Task instructions:
The answer must consist of every line from the data that holds "outline".

+-------+

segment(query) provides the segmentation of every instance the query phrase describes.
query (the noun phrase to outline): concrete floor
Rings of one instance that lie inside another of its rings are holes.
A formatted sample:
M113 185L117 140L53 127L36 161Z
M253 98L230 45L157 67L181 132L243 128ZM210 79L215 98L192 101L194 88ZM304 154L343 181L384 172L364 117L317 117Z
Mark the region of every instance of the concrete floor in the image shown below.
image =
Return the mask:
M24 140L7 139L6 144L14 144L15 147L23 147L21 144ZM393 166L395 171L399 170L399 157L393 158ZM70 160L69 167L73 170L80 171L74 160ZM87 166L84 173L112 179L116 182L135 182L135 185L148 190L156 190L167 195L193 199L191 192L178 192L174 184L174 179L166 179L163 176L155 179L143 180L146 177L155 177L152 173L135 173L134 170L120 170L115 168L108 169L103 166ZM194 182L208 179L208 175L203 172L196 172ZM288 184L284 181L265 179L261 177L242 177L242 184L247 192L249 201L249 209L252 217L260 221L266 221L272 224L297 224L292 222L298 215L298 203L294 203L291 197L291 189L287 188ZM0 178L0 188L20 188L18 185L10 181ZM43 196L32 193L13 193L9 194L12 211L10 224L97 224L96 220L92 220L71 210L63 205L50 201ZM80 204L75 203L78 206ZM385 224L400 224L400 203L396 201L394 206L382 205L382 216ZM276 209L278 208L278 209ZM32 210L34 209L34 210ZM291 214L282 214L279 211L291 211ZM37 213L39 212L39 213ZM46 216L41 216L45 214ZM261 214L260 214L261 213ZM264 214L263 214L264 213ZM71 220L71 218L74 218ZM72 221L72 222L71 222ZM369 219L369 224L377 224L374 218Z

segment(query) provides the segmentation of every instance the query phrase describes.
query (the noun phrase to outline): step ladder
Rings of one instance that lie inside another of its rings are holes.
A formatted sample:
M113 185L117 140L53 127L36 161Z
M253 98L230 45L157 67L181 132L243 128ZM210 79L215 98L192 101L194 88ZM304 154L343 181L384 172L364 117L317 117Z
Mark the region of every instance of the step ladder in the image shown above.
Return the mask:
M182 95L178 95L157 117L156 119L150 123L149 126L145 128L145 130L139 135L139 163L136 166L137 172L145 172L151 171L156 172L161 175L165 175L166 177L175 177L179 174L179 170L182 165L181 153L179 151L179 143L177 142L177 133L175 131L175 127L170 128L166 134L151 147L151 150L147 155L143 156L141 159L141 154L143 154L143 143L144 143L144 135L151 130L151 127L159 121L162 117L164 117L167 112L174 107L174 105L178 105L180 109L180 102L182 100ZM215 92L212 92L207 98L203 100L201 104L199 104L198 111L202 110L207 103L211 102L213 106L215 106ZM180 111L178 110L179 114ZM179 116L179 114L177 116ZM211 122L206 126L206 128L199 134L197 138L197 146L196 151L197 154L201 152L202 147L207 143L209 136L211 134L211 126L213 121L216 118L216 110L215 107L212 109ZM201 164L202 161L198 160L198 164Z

+-------+

Answer to the problem:
query (the noun phrase to outline): concrete floor
query (the noun phrase to outline): step ladder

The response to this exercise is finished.